__Required work__
Once you reach the line containing "Find eroded rock", copy it and every line after it exactly, through the end of the data below.

──────────────────────────────

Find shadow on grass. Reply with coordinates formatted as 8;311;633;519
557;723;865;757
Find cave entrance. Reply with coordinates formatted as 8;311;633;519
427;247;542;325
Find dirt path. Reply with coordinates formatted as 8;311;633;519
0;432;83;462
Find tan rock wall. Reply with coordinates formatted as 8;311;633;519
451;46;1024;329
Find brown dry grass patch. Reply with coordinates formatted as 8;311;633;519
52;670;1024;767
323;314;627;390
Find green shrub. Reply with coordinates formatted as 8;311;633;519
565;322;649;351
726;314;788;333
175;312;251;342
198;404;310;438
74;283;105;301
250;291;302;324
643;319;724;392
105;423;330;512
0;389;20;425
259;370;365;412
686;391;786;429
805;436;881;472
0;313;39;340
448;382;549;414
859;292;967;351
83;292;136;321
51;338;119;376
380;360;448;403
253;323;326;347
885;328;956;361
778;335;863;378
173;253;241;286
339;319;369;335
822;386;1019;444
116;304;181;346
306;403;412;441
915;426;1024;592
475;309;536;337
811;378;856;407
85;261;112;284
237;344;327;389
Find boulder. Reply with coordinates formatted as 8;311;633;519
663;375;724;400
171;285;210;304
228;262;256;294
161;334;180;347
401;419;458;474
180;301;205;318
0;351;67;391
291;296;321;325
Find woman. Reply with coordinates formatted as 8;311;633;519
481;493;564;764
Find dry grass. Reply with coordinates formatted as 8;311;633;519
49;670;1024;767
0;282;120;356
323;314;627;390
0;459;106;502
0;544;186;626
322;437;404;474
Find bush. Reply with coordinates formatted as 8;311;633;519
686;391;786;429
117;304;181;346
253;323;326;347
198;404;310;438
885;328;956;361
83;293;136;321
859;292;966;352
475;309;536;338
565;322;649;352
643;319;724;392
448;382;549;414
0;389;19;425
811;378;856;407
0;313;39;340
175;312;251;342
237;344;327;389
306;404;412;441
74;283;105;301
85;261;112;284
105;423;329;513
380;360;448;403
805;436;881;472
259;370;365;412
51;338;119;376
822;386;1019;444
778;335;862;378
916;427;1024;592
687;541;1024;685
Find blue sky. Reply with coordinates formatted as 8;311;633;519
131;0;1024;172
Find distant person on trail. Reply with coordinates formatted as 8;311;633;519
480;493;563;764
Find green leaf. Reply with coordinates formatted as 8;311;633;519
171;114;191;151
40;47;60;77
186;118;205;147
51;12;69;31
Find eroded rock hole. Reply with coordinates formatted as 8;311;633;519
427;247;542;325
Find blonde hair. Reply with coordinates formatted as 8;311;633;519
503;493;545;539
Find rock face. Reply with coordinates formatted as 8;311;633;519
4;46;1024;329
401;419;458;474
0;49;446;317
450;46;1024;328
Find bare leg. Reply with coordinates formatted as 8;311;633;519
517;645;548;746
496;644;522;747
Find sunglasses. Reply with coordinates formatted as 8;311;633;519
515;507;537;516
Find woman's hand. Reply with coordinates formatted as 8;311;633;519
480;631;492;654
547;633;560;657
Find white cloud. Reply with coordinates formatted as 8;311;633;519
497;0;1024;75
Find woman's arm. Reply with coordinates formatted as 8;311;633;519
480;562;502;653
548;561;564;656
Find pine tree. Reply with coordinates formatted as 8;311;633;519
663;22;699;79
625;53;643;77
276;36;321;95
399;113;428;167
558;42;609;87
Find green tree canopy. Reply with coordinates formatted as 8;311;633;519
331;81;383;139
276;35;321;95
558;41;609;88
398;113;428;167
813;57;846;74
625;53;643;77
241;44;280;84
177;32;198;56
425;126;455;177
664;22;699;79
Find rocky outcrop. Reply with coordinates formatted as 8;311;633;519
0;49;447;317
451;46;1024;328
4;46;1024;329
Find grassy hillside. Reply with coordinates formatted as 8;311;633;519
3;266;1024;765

──────────────────────────────

__Response to the exercise__
Find eroded rock hole. Reply with coordinates formatted as 8;311;633;519
427;247;542;325
Find blonde hair. Reply with coordinates formatted as 8;311;633;519
503;493;545;539
Find rock face. Reply with coordinates formatted as 8;311;633;519
4;46;1024;329
401;419;458;474
0;49;446;317
450;46;1024;328
Find bare leg. Reply with coordinates formatted as 8;311;633;519
517;645;548;746
496;644;522;747
Find sunglasses. Reply with coordinates formatted as 8;311;633;519
515;507;537;516
Find woman's hand. Reply with coordinates formatted as 8;311;633;519
480;631;492;654
547;633;560;657
Find white cloud. Reply with coordinates formatted as 8;311;633;519
497;0;1024;75
Find woman's arm. Reply with coordinates formatted as 8;311;633;519
480;562;502;653
548;561;564;656
Find pine tree. Reply with coordinates formatted as 8;311;633;519
663;22;699;79
625;53;643;77
276;36;321;95
399;113;428;167
558;42;609;87
Find green tree canopy. Reply with coordinates formatted as 8;311;633;519
331;81;383;139
276;35;321;95
558;41;609;88
398;113;428;167
813;57;846;74
625;53;643;77
241;44;280;84
177;32;198;56
425;126;455;177
664;22;699;79
Find rocky outcrop. Reply with coordinates formatted as 8;311;633;519
0;49;447;317
451;46;1024;328
4;46;1024;329
Find grassy hillside. Reply with coordinates formatted as 8;311;633;519
3;266;1024;765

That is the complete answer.